** Start of DOCUMENT PASSAGE **
School Safety Shield
Non en Meus Vigilo!

Friday, August 24, 2012

The Injustice Schools Ignore

Philadelphia, PA
From 2005-06 through 2009-10, the district reported 30,333 serious incidents, including 19,752 assaults, 4,327 weapons infractions, 2,037 drug- and alcohol-related violations, and 1,186 robberies. Students were beaten by their peers in libraries and had their hair pulled out by gangs. Teachers were assaulted more than 4,000 times.

So how has the School Reform Commission responded? By easing its student code of conduct and other disciplinary policies. In particular, the commission wants to cut down on out-of-school suspensions.

William H. Hite Jr., the School District's incoming superintendent, shares these goals. He has argued that zero-tolerance policies can't create a school culture free of violence, saying, "We can't arrest or suspend our way to safer schools."
** End of DOCUMENT PASSAGE **
** Start of RECORDED DATA **
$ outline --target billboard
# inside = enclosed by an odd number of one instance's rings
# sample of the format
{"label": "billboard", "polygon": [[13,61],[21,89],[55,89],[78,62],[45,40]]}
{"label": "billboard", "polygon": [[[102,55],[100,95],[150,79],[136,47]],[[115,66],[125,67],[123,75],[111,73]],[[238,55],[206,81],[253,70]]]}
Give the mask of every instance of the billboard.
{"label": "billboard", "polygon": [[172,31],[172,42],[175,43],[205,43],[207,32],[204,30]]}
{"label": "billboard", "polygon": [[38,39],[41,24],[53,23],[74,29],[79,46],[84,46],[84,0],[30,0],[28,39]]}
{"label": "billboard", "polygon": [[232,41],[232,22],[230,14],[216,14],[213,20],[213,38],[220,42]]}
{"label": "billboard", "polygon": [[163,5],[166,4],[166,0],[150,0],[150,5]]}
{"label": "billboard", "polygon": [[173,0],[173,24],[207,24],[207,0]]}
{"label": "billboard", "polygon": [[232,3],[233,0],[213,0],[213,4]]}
** End of RECORDED DATA **
### GIVEN REQUEST 1
Answer these questions about the Philadelphia school safety post:
(a) How many weapons infractions did the district report from 2005-06 through 2009-10?
(b) Which type of suspension does the commission want to cut down on?
(c) Who is the School District's incoming superintendent?
### GIVEN REQUEST 2
Write a continuation of the Philadelphia school safety post, beginning right after its final sentence.

### RESPONSE 1
(a) 4,327
(b) Out-of-school suspensions
(c) William H. Hite Jr.

### RESPONSE 2
The School District's discipline policies have been criticized as unfairly punishing black and Latino students and creating a pipeline to prison. The activist group Youth United for Change's 2011 report "Zero Tolerance in Philadelphia" made that claim, saying that "every year, tens of thousands of young people - and especially youth[s] of color and students with disabilities - are being criminalized in Philadelphia schools or are being pushed out of school by the use of out-of-school suspensions, disciplinary transfers to alternative schools, and expulsions."

According to a recent study by the U.S. Department of Education's Office for Civil Rights, black students are more than three times as likely as their white peers to be suspended or expelled. This is especially noteworthy given that 84 percent of America's public-school teachers are white.